◆ Texto para revisar:

====================

La idea surgió hace un año y medio tras varias conversaciones entre Poggi y Gladinkova. Comenzaron a hablar y decidieron hacer un homenaje a estos bailarines que habían llenado las páginas de los periódicos desde los años cuarenta y que aún continuaban con ganas de bailar y mostrar su cuerpo. La pieza se fue configurando mediante improvisaciones, incluyeron material audiovisual y finalmente quedó un montaje en el que se mezclaba la danza con el teatro documental como “recurso para hablar de algo que se vuelve universal. Los bailarines están presentes, no son personajes, y es un recorrido por sus biografías”, explica Poggi.

Biografías que son largas y exitosas. Gladinkova, que ascendencia rusa, empezó en 1938 en el Teatro Colón, Dimitrievitch, cuya familia también procede de Rusia, también fue primer bailarín de este teatro e Isoldi ha sido una de las bailarinas que mejor ha interpretado las técnicas de la danza moderna de Martha Graham. Y los tres continúan. Y es emocionante comprobar cómo no reprimen su cuerpo. Cómo no hay cansancio, ni arrugas ni signos de vejez. Están, pero no se ven.

“Cuando la gente llega a una edad y se estanca, ahí perdió. No hay nada que te impida seguir bailando. La vida no se termina. No hay un fin”, explica Dimitrievitch sobre su vitalidad y ganas de bailar como cuando tenía 30 años. En el fondo, la obra esconde una reflexión y no tiene nada que ver con lo que hubo y ya se fue.

Capitalismo: represión del erotismo

“Quería indagar también en cómo el capitalismo de nuestros días en realidad lo que hace es suprimir al cuerpo. Se ha perdido la exhibición de los cuerpos, el erotismo, pero no en su sentido sexual, sino vital, de celebración de la vida”, añade Poggi. Porque si bien nuestros tiempos son los de mostrar cuerpos jóvenes y perfectos –mucho gimnasio, mucho estilo de vida saludable- no lo son tanto en cuanto se traspasa cierta edad y ni siquiera en la juventud. “Los móviles, Internet... hay mucho más autismo en las relaciones humanas, se ha perdido la parte emocional del cuerpo”, sostiene Dimitrievitch. “El cuerpo se ha establecido como un objeto de consumo”, insiste Poggi. Y es más porque el cuerpo siempre dice algo, aunque, según estos creadores, lo tengamos reprimido.

====================

◆ Datos mostrados:

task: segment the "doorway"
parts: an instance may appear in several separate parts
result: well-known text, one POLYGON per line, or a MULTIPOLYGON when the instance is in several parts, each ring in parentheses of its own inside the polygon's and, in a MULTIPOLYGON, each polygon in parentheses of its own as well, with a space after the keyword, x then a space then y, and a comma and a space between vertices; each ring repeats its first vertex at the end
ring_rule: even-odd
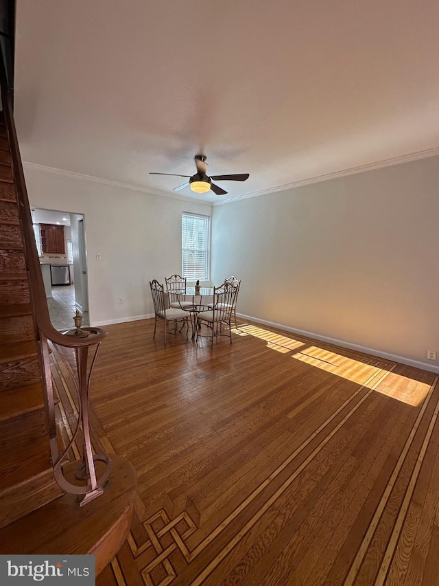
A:
POLYGON ((47 267, 43 265, 67 265, 69 282, 54 284, 50 281, 46 289, 47 305, 52 325, 56 330, 71 329, 76 310, 82 315, 82 325, 90 325, 88 314, 88 286, 87 255, 84 214, 71 212, 32 208, 34 232, 42 265, 43 275, 47 267), (64 249, 54 253, 44 250, 40 234, 41 225, 62 226, 64 249))

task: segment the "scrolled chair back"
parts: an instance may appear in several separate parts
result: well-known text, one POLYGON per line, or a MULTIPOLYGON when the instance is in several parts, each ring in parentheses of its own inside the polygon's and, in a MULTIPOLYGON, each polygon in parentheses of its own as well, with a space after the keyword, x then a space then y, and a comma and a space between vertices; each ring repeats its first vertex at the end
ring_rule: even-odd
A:
POLYGON ((165 288, 156 279, 150 281, 151 295, 154 304, 154 313, 158 317, 163 317, 165 312, 169 307, 167 295, 165 295, 165 288))

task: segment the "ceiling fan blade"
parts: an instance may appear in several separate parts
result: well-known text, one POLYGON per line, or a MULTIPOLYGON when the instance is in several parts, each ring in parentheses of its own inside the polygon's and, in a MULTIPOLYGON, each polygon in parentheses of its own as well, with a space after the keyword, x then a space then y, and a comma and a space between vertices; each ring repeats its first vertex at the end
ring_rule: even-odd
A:
POLYGON ((234 175, 212 175, 211 179, 215 181, 245 181, 250 177, 250 173, 240 173, 234 175))
POLYGON ((176 175, 175 173, 150 173, 150 175, 171 175, 173 177, 190 177, 190 175, 176 175))
POLYGON ((185 183, 183 183, 182 185, 179 185, 178 187, 174 187, 172 191, 181 191, 182 189, 185 189, 185 187, 189 186, 189 182, 187 181, 185 183))
POLYGON ((215 185, 215 183, 211 183, 211 189, 214 193, 216 193, 217 195, 225 195, 227 192, 224 191, 222 188, 220 188, 219 185, 215 185))

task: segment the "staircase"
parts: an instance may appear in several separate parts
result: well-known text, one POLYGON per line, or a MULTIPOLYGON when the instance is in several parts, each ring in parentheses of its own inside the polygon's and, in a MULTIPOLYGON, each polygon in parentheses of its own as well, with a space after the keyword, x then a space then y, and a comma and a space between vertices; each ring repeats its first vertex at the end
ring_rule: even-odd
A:
MULTIPOLYGON (((0 54, 0 554, 94 554, 97 575, 128 536, 137 479, 113 454, 105 486, 80 506, 78 462, 61 466, 60 456, 54 471, 59 452, 47 339, 86 357, 106 333, 96 329, 95 341, 75 339, 50 324, 5 79, 0 54)), ((80 364, 84 380, 86 362, 80 364)))
POLYGON ((49 433, 8 133, 0 120, 0 528, 62 495, 49 433))

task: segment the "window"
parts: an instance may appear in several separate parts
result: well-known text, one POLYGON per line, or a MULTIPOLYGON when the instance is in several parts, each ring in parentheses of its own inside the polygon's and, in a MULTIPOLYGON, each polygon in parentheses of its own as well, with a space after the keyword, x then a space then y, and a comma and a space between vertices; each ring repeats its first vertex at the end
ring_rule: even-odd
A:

====================

◆ Consigna de trabajo:
Transcribe el fragmento del texto sobre los bailarines veteranos que va desde "Biografías que son" hasta "y ya se fue.", ambos incluidos. Las líneas no hacen falta para resolver esto.

◆ Tu solución:
Biografías que son largas y exitosas. Gladinkova, que ascendencia rusa, empezó en 1938 en el Teatro Colón, Dimitrievitch, cuya familia también procede de Rusia, también fue primer bailarín de este teatro e Isoldi ha sido una de las bailarinas que mejor ha interpretado las técnicas de la danza moderna de Martha Graham. Y los tres continúan. Y es emocionante comprobar cómo no reprimen su cuerpo. Cómo no hay cansancio, ni arrugas ni signos de vejez. Están, pero no se ven.

“Cuando la gente llega a una edad y se estanca, ahí perdió. No hay nada que te impida seguir bailando. La vida no se termina. No hay un fin”, explica Dimitrievitch sobre su vitalidad y ganas de bailar como cuando tenía 30 años. En el fondo, la obra esconde una reflexión y no tiene nada que ver con lo que hubo y ya se fue.